Search the entries below for "pairs". Report each line where it occurs.

>>>>>

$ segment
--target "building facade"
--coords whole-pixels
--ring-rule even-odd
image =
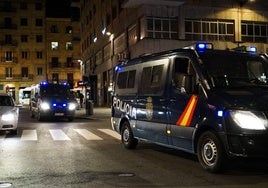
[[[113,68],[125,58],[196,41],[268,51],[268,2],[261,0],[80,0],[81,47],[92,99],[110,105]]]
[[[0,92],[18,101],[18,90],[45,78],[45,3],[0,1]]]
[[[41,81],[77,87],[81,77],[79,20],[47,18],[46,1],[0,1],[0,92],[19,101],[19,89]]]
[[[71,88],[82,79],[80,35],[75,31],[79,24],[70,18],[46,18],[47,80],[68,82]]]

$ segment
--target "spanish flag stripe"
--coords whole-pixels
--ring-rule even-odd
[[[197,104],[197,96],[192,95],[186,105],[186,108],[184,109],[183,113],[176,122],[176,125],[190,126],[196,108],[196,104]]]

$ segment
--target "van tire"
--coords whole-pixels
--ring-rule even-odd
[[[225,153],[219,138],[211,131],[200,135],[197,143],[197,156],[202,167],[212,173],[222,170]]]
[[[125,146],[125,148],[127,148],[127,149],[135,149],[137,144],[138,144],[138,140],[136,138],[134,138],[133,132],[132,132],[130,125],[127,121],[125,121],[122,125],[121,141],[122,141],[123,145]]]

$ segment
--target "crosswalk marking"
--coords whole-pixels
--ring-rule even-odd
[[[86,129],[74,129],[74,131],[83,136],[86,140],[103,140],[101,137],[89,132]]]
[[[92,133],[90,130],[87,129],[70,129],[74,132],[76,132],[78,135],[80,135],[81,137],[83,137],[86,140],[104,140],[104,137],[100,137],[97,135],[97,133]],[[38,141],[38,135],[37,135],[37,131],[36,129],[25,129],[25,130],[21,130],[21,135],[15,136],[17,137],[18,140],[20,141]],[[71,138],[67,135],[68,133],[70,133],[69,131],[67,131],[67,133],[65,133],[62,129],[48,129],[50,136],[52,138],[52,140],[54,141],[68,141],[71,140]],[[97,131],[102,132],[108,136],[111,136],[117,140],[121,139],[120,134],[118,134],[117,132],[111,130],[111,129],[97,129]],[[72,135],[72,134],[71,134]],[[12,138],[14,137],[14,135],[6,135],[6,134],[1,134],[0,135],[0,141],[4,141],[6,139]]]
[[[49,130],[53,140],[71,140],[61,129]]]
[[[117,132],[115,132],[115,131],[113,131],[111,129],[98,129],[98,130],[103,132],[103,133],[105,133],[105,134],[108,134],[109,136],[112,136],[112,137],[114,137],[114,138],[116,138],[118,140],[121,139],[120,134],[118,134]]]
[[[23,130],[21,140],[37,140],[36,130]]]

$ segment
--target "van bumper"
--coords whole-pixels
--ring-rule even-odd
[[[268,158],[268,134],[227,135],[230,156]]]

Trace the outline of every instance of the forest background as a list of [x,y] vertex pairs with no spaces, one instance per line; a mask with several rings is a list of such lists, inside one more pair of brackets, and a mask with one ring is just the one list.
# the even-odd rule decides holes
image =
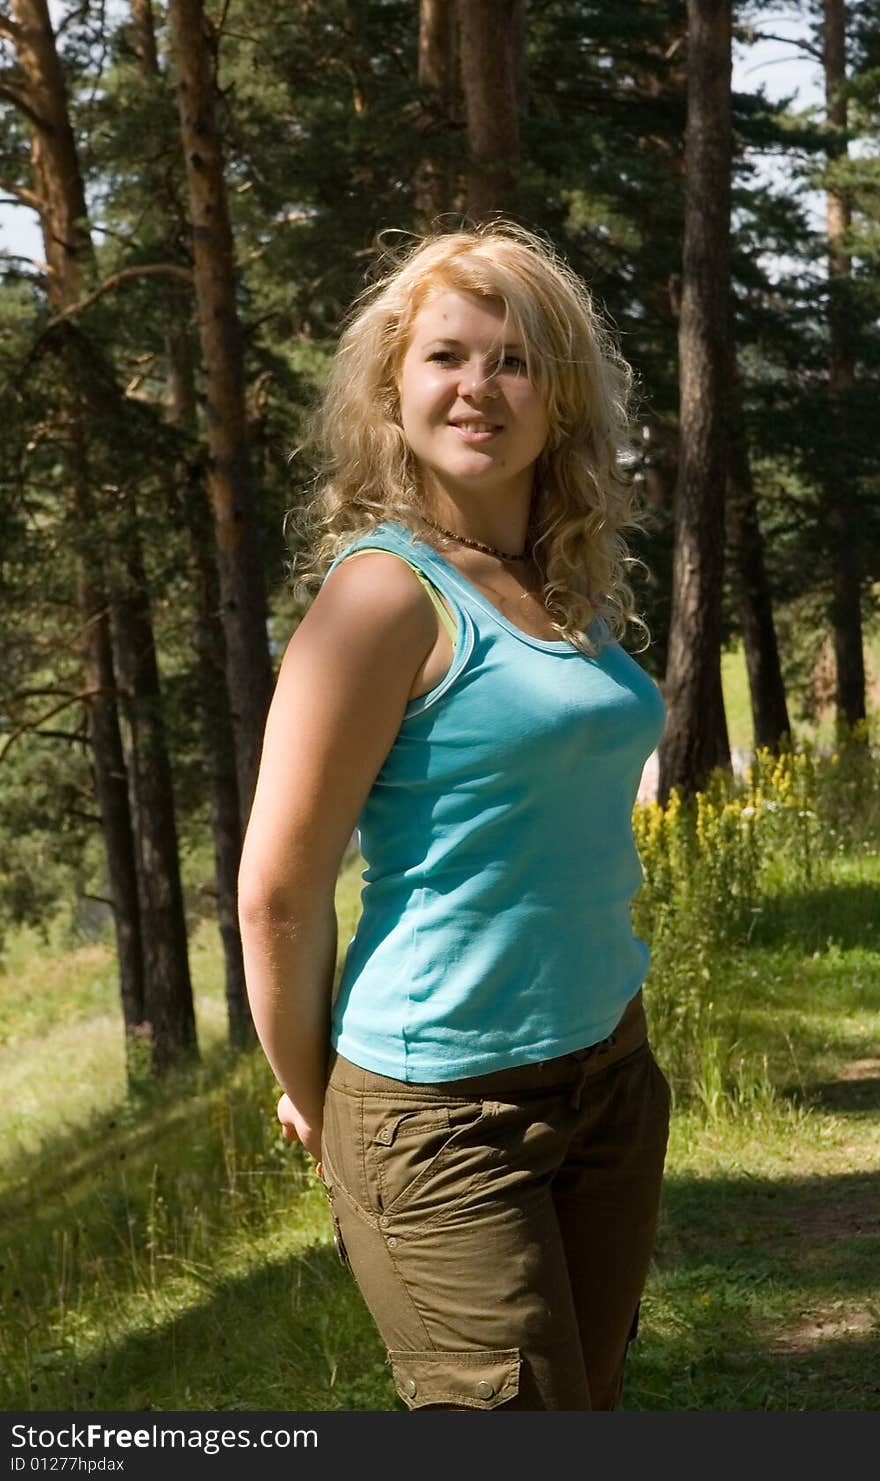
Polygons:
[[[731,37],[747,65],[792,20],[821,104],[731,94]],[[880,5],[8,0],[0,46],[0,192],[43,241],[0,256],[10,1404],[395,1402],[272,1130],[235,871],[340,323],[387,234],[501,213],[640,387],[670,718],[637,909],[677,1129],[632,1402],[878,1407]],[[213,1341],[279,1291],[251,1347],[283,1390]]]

<<<<<
>>>>>

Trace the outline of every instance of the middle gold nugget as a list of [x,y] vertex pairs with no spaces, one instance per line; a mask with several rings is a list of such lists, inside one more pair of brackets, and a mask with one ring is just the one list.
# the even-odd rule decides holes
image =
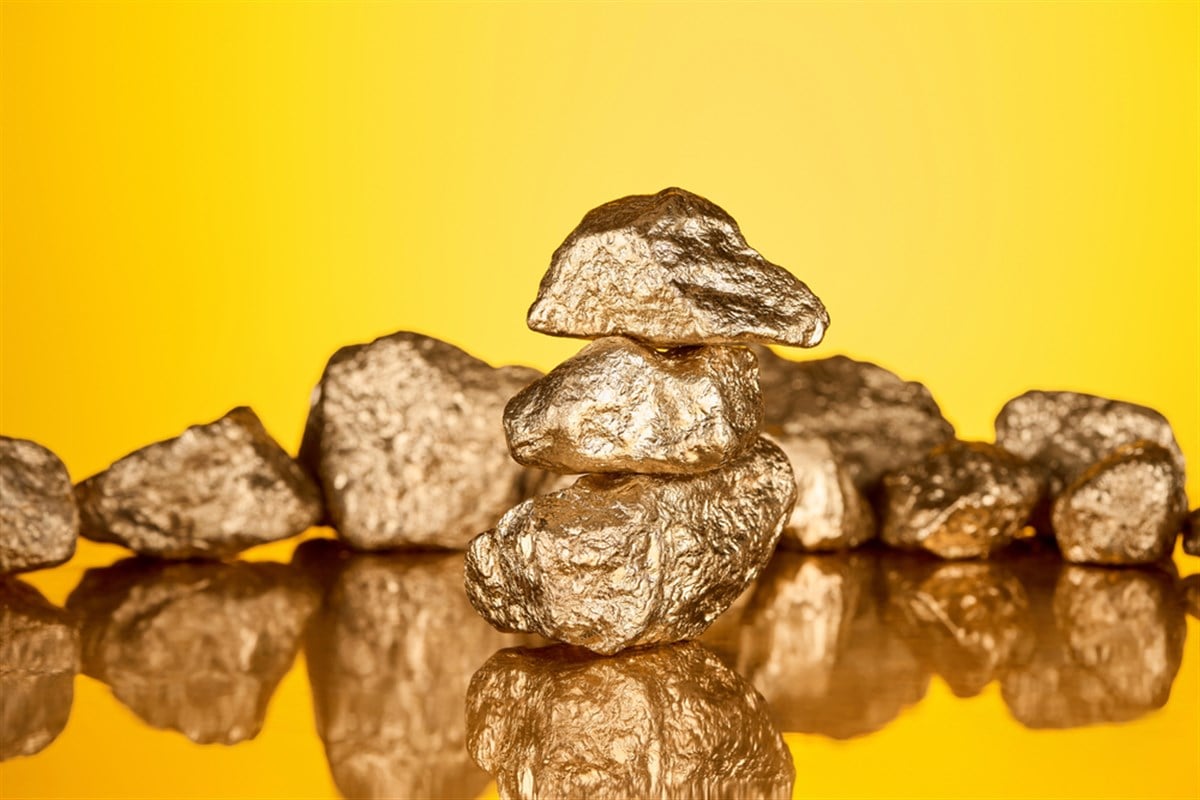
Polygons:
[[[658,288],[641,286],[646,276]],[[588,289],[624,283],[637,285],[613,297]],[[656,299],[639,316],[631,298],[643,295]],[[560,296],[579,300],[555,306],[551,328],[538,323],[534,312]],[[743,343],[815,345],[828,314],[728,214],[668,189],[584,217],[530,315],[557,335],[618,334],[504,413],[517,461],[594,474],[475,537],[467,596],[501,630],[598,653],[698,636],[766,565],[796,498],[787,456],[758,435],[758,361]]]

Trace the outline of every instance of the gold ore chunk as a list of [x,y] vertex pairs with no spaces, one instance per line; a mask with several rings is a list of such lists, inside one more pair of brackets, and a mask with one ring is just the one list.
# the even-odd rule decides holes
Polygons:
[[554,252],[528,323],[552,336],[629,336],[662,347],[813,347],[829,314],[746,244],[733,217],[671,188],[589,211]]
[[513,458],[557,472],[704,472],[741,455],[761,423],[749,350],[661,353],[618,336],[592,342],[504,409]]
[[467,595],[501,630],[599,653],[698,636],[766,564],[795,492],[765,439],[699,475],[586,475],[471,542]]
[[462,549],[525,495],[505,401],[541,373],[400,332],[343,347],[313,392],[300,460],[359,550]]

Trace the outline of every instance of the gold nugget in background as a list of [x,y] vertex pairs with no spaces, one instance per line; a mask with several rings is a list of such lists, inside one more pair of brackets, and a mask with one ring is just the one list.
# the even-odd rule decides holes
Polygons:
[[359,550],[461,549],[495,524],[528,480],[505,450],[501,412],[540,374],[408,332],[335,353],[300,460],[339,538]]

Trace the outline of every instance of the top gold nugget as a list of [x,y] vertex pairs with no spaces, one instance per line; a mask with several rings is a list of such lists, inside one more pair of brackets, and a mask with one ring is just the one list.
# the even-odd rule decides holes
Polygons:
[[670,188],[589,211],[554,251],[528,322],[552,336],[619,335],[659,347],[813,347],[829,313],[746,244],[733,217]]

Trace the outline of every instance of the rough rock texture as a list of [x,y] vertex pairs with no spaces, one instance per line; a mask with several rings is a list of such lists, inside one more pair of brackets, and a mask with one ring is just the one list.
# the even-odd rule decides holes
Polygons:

<<<<<
>>>>>

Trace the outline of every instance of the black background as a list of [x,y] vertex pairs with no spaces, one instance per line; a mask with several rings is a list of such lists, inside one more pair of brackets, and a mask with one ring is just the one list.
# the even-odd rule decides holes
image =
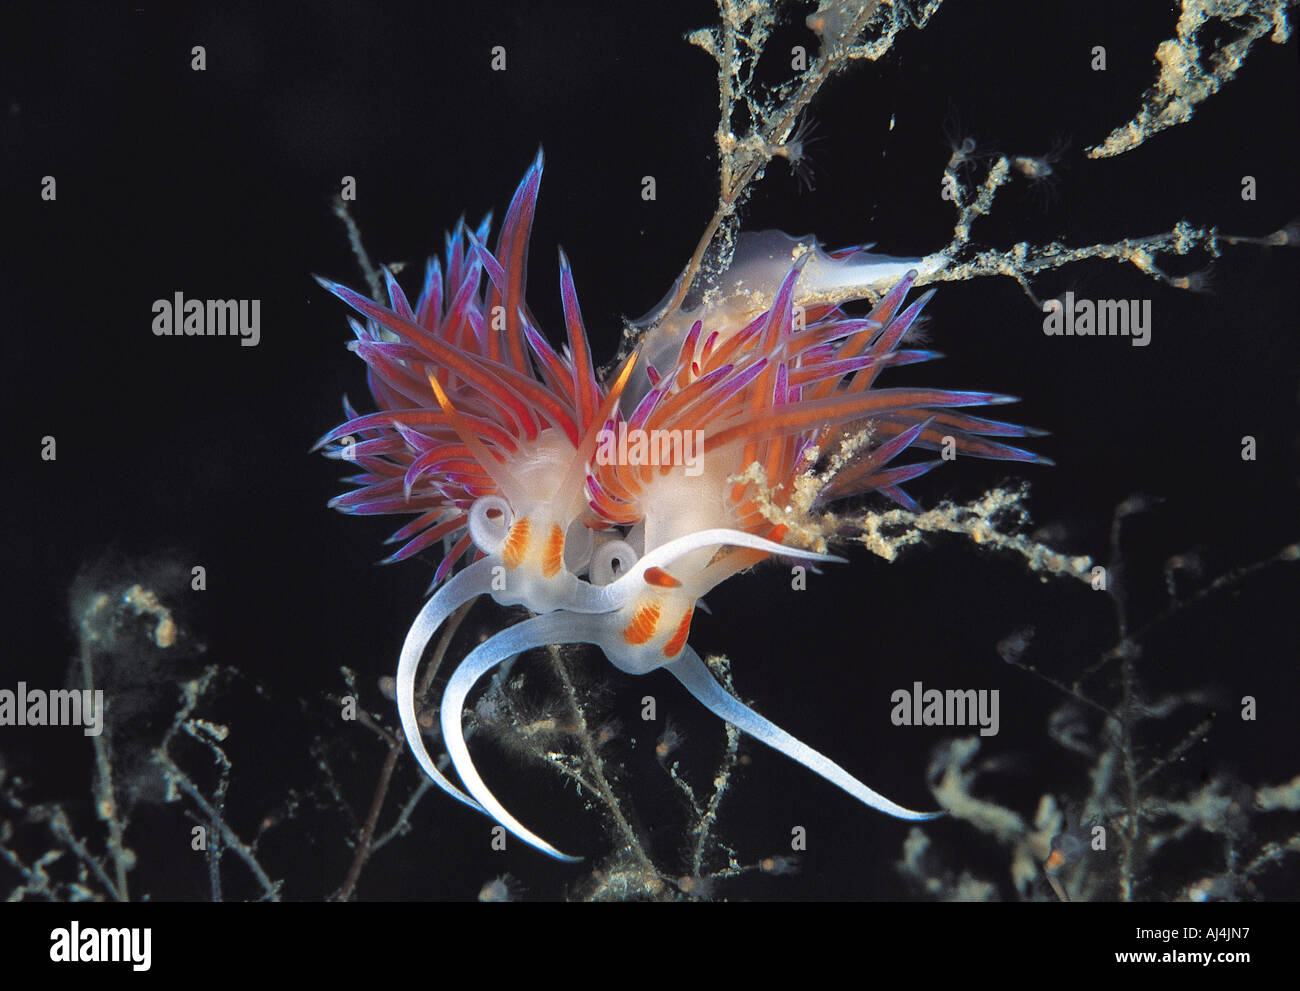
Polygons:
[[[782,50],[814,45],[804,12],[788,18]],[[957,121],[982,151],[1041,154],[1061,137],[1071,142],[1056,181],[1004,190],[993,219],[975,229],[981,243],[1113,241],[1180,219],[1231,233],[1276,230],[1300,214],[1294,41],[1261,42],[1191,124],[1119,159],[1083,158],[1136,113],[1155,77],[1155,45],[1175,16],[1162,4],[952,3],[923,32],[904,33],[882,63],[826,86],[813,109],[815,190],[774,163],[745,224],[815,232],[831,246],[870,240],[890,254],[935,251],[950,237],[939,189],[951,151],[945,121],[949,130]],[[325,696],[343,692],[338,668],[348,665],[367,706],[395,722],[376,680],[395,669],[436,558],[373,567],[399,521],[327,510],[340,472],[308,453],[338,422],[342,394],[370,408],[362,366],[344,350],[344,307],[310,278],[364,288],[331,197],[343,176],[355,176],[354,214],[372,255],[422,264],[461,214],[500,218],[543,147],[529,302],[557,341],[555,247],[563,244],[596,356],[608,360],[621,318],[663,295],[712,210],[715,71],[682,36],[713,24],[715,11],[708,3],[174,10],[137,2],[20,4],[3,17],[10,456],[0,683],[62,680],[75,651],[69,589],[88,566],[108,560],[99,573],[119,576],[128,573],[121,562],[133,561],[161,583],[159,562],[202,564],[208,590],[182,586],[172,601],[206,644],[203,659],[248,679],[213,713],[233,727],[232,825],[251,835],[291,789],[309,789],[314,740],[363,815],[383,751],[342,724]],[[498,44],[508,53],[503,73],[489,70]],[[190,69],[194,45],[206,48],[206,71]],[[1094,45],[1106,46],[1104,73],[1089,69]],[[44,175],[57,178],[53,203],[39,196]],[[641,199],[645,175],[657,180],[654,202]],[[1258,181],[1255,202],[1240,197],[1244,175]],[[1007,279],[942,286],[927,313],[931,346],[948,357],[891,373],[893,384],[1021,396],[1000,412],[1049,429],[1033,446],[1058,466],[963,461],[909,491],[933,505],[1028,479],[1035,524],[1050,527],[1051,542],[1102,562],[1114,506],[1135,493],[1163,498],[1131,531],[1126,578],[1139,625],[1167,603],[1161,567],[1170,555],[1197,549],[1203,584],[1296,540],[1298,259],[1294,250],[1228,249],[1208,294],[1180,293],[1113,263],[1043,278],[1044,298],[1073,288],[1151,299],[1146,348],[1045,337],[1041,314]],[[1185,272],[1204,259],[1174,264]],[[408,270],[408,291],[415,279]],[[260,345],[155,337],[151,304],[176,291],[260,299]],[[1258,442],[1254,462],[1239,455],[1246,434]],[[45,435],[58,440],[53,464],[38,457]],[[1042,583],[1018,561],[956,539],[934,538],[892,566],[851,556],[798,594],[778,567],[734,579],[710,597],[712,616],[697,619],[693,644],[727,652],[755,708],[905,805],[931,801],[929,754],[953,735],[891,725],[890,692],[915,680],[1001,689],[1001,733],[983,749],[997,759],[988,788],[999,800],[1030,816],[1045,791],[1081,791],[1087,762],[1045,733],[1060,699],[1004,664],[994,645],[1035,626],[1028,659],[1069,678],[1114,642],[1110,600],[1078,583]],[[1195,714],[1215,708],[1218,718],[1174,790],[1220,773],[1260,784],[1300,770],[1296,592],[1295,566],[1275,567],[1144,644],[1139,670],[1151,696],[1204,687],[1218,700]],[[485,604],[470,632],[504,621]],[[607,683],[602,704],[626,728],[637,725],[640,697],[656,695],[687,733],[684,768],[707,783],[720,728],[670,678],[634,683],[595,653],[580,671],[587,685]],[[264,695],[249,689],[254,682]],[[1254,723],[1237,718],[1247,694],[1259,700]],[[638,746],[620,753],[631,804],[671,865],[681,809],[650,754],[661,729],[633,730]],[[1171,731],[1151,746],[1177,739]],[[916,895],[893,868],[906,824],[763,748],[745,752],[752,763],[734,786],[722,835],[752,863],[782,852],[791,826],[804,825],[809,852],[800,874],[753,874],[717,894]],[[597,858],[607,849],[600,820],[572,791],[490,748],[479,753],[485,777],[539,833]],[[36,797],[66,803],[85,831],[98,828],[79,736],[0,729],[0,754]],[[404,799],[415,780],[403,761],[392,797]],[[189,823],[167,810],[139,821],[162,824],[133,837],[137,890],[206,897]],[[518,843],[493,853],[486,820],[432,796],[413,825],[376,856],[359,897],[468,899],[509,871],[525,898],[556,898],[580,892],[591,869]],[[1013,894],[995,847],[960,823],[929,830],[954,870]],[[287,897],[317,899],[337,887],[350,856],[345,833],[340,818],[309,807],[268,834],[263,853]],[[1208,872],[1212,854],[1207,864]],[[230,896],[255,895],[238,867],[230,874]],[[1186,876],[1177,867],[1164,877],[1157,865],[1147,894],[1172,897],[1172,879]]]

<<<<<

Result below =
Trace the outline of every instance of the forest background as a list of [x,y] vertex pairs with no spaces, one instance per line; a mask with several rings is a list of such lists, inside one more pair of brackets, and a mask with one ring is just the one list.
Trace the outline of every instance of the middle gold nugget as a list of [x,y] vertex pairs with no spaces, one instance per line; a mask with several rings is a list of such lists, inside one more pair of brackets, and a mask with one ring is just the one list.
Trace the outline of every instance of the gold ore chunk as a list of [x,y] vertex pairs with no spaces, one instance per line; a mask with several rings is a list of such lists, inside one more pair of brackets, and a mask with one ring is just the one list.
Trace the outline of every instance of the gold nugget in background as a list of [x,y] vertex pairs with no spaces, one instance per line; a mask with several rings is a list of such lists, inside one more pair of brackets, and a mask with one ring is just the one list.
Trace the outline of every instance of the top gold nugget as a list of [x,y] vertex pairs with no spaces, one instance per line; a mask with several rings is a list of such lists, inside one more pair of brackets, and a mask with one ring is just the one list.
Trace the outline of every instance of the rough rock texture as a list of [x,y] vertex pairs with no spaces, one instance per line; a mask with several rings is a list of such lists, inside one more pair of brackets, and a mask with one ring is just the one list.
Trace the outline of every instance of the black background as a list of [x,y] vertex pairs with no spaces, one instance per line; a mask with several rings is a list of such lists, inside one more pair of brackets, and a mask with one ring is just the one list.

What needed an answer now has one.